**Given text:**
__________________________________________________

You can also read a lovely review by Claire Fullerton in the NY Journal of Books.

And then here’s a little snippet from The Ancient Way:

There is always something that affects me when I walk through sites where there are remnants of a society that has come and gone. The skeletal remains of entire communities echoing from the stones they left behind. The ghost cities of the Anasazi carved within the rocks of Southwest United States. The paintings found on the walls of the caves of Borneo and in Indonesia. The ruins of a monastery with stones still standing.

Somewhere here a man built a fire; somewhere there a woman stirred a pot; in this corner of the cave a baby nestled at his mother’s breast. I reach to touch this thread of life that carried us forward, vow to not let go. We belonged to the people who came before us, and we belong to them still. And they remind me that I have to be about the business of my life, which is to live it fully, without apology and without regret.

This is what the ruins spoke to. me on Iona as I slowly walked through the remnants of the Augustinian nunnery built in 1203. I stepped over the stones, walked between the arched pink doorways, and thought of the Celtic concept of the significance of thresholds. This one was the threshold of time.

And some of River’s photos from Iona, which do not make us at all jealous:

And another beautiful passage from the book:

They believed in angels and they believed in demons. In the forces of good and the shadows of evil. They were superstitious and they were believers. They prayed St. Patrick’s words, “Christ in peace, Christ in danger,” and they prayed for the encircling of protection, as if they were weaving a spell of light, of God. Three being the magic number and as part of their prayers for protection from evil, they would sometimes make the rounds, walk three times around a cross, a home, or a person, encircling them with the good and sealing the evil out.

The Celtic people had long understood that both darkness and light were part of their lives. And they understood the space O’Donohue referred to as the “Celtic consciousness being a penumbral light,” which belonged neither to the light nor to the dark. They were aware of the space in between. What they would call the threshold and the thin places, which we’ll speak of now and later. They knew the pause as night becomes morning and day becomes night again. The space of thresholds and thin places. Doorways to different dimensions or times. The crossing of one to another as thin as a dime, a hair, a hope. 

And then here’s River in a pub with some friends being gorgeous and enviable:

Hospitality continued to be a part of each interaction. Where strangers were no longer strangers.

The following morning, the weather was with us. The forecast was for mostly sunshine, and so James, Virginia and I packed up a picnic and headed for the only road from Glasgow that runs up the west coast, trundling past Lock Lomond and towns named Crianlarich, Tyndrum, and Bridge of Orchy. Between Tyndrum and Bridge of Orchy lies the West Highland Way, a ninety-six mile foot path parallel to the road, with people trekking along as we sped past, trying to reach the last ferry of the day. The hill that opens up at the top of the pass is called Beinn Dorain, which means “the hill of the otter,” and we drove through Glencoe, with the majestic pyramidal Buachaille Etive Mor mountain on our left.

Our plans were to catch the Corran Ferry, which navigates the Corran Narrows of Loch Linnhe just south of Fort William and north of Ballachulish Bridge. Then we would drive to Lochaline and take another ferry to Fishnish, and then on to the Isle of Mull, where we were to spend the night. We would stay at a small bed-and-breakfast there, owned by a family of sheepherders, and take the ferry to Iona early the following morning. 

And finally, here is a lovely thing River posted on Facebook about Iona earlier this year, along with the photo below:

“Tonight the winds are howling on the hill. That sound that one only gets in still and alone. The whistling of the wind in the desert places, on islands, in the wilderness. And all day I’ve thought of it as bringing the winds of Iona to my door. This shot was taken from inside the Abbey in November. The wind cold and the light ethereal, caught between this world and that one, suspended in time. And a part of me still walks those stone floors, my footfalls falling in hushed wonder.”

__________________________________________________

**Provided records:**

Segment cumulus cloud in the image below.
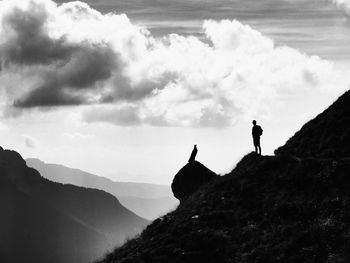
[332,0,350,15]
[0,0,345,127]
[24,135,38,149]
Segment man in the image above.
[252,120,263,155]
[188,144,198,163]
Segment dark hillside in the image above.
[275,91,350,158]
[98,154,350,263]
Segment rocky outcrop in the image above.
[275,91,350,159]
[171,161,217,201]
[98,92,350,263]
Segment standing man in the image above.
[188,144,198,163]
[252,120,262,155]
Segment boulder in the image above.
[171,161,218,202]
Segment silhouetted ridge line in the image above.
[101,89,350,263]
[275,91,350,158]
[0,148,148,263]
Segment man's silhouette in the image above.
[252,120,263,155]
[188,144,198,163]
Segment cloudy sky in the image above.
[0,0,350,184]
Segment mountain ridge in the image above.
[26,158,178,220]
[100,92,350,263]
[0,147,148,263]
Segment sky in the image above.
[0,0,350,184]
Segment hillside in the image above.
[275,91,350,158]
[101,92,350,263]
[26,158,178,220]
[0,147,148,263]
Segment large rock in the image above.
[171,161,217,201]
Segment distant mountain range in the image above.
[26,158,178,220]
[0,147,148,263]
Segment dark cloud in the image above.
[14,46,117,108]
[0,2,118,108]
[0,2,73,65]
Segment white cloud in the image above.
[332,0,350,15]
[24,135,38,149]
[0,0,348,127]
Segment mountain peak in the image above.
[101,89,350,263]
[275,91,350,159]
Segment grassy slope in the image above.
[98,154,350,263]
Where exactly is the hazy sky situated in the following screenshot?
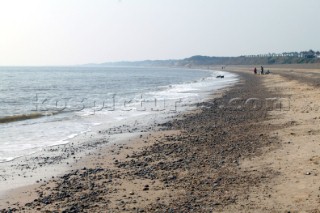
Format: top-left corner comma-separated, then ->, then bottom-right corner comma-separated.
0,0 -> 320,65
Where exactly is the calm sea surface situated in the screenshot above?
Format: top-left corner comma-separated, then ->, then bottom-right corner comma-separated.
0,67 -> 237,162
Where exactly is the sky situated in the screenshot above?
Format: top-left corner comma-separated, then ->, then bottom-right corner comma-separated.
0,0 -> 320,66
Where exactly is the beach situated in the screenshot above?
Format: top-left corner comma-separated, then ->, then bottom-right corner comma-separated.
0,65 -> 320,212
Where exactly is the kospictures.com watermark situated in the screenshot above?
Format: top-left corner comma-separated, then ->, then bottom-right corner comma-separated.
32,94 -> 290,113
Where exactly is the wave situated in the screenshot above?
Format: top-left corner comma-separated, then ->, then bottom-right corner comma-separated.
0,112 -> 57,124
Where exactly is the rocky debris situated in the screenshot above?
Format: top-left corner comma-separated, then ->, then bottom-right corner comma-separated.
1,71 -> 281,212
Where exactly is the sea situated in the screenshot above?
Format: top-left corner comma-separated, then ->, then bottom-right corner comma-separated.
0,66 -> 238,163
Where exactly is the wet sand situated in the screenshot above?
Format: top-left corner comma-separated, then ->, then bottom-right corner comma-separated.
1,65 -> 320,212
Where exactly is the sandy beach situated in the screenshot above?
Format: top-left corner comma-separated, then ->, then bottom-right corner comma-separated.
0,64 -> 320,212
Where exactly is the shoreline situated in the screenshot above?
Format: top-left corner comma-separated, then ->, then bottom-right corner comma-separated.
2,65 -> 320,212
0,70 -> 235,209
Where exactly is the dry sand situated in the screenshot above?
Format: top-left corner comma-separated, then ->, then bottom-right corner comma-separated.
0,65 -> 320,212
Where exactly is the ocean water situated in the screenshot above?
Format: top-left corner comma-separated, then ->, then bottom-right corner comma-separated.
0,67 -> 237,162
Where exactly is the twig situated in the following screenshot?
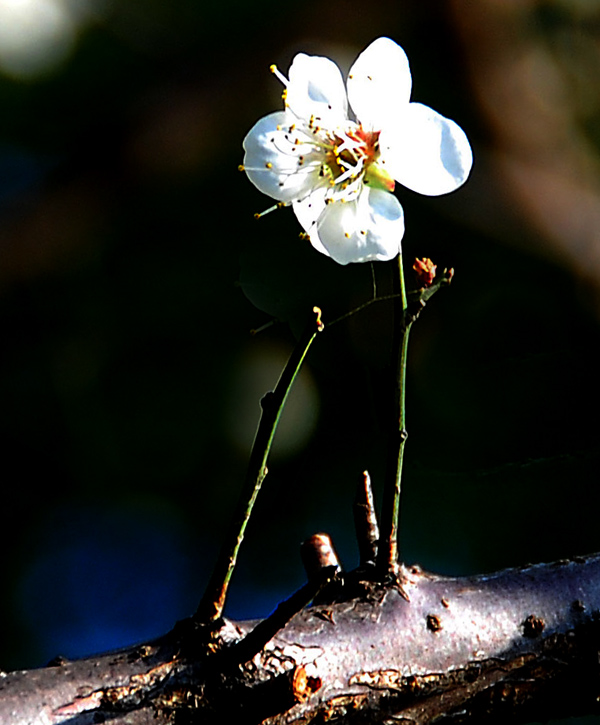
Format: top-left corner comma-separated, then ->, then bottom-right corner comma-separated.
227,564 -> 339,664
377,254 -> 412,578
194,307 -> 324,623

__________________________________________________

**Instructions:**
A: From the text on Iona, repeat verbatim the part that opens with the words containing "And some of" and closes with "the evil out.".
B: According to the text on Iona, what does the name Beinn Dorain mean?
C: Decide whether each statement agrees with the text on Iona. Answer yes or no, and quote the words from the text that settle it.
(i) The West Highland Way runs parallel to the road.
(ii) The travelers planned to spend the night on Iona before taking the ferry to Mull.
(iii) The shot from inside the Abbey was taken in June.

**Written answers:**
A:
And some of River’s photos from Iona, which do not make us at all jealous:

And another beautiful passage from the book:

They believed in angels and they believed in demons. In the forces of good and the shadows of evil. They were superstitious and they were believers. They prayed St. Patrick’s words, “Christ in peace, Christ in danger,” and they prayed for the encircling of protection, as if they were weaving a spell of light, of God. Three being the magic number and as part of their prayers for protection from evil, they would sometimes make the rounds, walk three times around a cross, a home, or a person, encircling them with the good and sealing the evil out.

B: It means "the hill of the otter."

C:
(i) Yes: "a ninety-six mile foot path parallel to the road"
(ii) No: "and then on to the Isle of Mull, where we were to spend the night"
(iii) No: "This shot was taken from inside the Abbey in November."